> [Request] Please continue the text on the history of The Three Musketeers, starting after its last sentence.

French Icons: The Three Musketeers

 
French Icons: The Three Musketeers

Discover the history behind Alexander Dumas’s tale of derring-do, the ultimate swashbuckling adventure.

‘All for one and one for all’ is the celebrated motto of the Three Musketeers, heroes of one of the world’s most famous adventure novels. Translated into more than 100 languages, adapted for dozens of films and the subject of countless TV series, the exploits of three swashbuckling musketeers were the work of Alexandre Dumas, who also wrote The Count of Monte Cristo.

The exotic tale of derring-do was based on a partly fictionalised work of 1700 called Mémoires de d’Artagnan, by the Spaniard Gatien de Courtilz de Sandras, but many scenes were inspired by Dumas’s own family.

The author, whose real surname was Davy de la Pailleterie, adopted the name of his grandmother, a former Haitian slave. His father, General Thomas-Alexandre, was the highest-ranking officer of African descent in a European army and his exploits during the French Revolutionary Wars are reflected in Dumas’ novels.

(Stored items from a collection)
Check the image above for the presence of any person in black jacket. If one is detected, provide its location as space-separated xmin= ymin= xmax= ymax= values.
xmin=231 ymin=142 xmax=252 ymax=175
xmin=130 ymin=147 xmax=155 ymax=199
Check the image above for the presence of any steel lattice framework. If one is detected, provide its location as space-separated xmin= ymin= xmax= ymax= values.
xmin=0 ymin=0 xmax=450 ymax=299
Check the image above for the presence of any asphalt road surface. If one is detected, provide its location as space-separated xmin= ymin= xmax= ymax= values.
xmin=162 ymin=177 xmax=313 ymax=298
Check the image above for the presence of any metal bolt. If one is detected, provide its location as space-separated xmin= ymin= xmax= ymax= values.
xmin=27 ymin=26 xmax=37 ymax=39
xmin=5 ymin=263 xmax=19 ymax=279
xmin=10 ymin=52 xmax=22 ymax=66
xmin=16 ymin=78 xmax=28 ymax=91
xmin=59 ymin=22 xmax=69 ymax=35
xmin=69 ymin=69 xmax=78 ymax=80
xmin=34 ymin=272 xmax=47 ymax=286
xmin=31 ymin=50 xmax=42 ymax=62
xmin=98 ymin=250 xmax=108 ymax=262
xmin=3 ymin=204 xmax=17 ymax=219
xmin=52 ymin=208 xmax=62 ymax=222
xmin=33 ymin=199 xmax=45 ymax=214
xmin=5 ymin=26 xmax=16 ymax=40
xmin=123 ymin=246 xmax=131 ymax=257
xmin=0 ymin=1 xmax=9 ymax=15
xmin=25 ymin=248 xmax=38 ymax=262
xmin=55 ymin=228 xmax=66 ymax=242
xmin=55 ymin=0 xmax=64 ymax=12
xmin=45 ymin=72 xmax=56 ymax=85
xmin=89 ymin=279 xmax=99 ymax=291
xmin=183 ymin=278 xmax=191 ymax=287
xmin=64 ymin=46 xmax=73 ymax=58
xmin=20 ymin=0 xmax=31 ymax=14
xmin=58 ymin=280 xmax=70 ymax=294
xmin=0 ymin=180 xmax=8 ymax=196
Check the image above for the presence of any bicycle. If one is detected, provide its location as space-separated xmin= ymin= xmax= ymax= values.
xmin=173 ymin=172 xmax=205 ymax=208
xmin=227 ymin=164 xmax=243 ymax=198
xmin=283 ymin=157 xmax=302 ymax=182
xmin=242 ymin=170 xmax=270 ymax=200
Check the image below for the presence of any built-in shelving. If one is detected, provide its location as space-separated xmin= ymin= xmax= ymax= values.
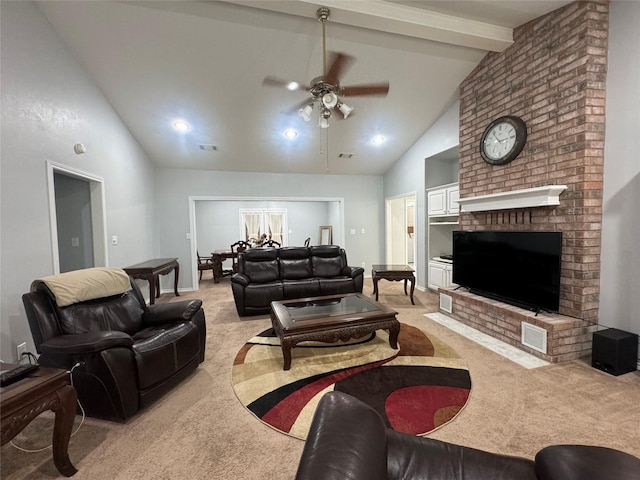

> [Written response]
Bringing the Story to Life

Les Trois Mousquetaires was first published in serial form in the newspaper Le Siècle from March to July 1844. The tale is set in the early 17th century and follows the adventures of d’Artagnan, a young Gascon who travels to Paris to become a soldier in the service of the king. He becomes friends with the three musketeers: Athos, who was once married to the wicked Milady de Winter; Aramis, who was destined to become a priest until he killed an officer in a duel, and the worldly Porthos, who plays on his good looks and ends up marrying for money.

Further Success

The novel enjoyed such enormous success that Dumas adapted it for the theatre and (co)-wrote two sequels: Twenty Years After and the three-part The Vicomte of Bragelonne: Ten Years Later, which includes The Man in the Iron Mask. One reason for the work’s early popularity was the contemporary political undertones. Dumas uses the plot to highlight the abuses of the ancien regime before the Revolution. The issue was topical because France was still divided between republicans and royalists, and France was ruled by a constitutional monarch until the 1848 revolution.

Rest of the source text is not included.